Present the rows from the line containing "It would be wonderful if you could pinpoint every large" through the line containing "[410,125,498,143]" as a two-column CSV with the headers text and answer. Each text should take one CSV line with all of its answers in the answer field, every field quoted, and any line breaks replaced by spaces.

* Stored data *
+--

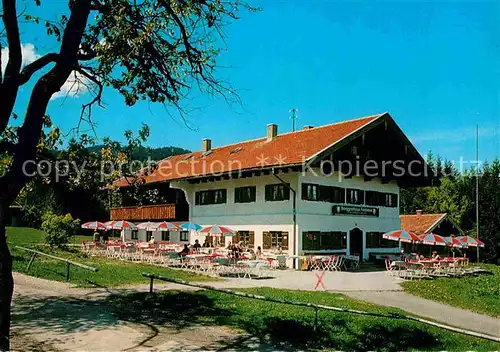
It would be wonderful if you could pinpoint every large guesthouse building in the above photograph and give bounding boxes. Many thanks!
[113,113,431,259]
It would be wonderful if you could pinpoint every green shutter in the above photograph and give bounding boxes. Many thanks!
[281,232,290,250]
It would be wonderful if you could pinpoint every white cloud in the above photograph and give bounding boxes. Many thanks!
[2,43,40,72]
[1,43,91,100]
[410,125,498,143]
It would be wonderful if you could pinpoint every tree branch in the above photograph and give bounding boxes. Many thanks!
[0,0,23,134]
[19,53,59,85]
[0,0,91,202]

+--

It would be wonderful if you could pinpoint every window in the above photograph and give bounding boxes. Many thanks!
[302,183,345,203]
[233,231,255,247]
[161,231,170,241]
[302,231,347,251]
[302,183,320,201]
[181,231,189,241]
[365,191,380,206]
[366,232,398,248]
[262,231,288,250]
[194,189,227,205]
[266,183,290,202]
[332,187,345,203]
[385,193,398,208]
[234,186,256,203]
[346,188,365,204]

+--

* Answer *
text,answer
"It would be wonderful if you could pinpoint every large guesthouse building in the above photograph and give bounding boxes. Many thanks!","[113,113,431,259]"
"It would be wonderful if you could pinpoint every green shutter in the above photograph and give bounding boxes. Many thanks!","[281,232,290,250]"
"It would be wonderful if you could pinpoint every white cloud in the above photograph and give bounding boxes. Many thanks!","[2,43,40,72] [1,43,91,100] [410,125,498,143]"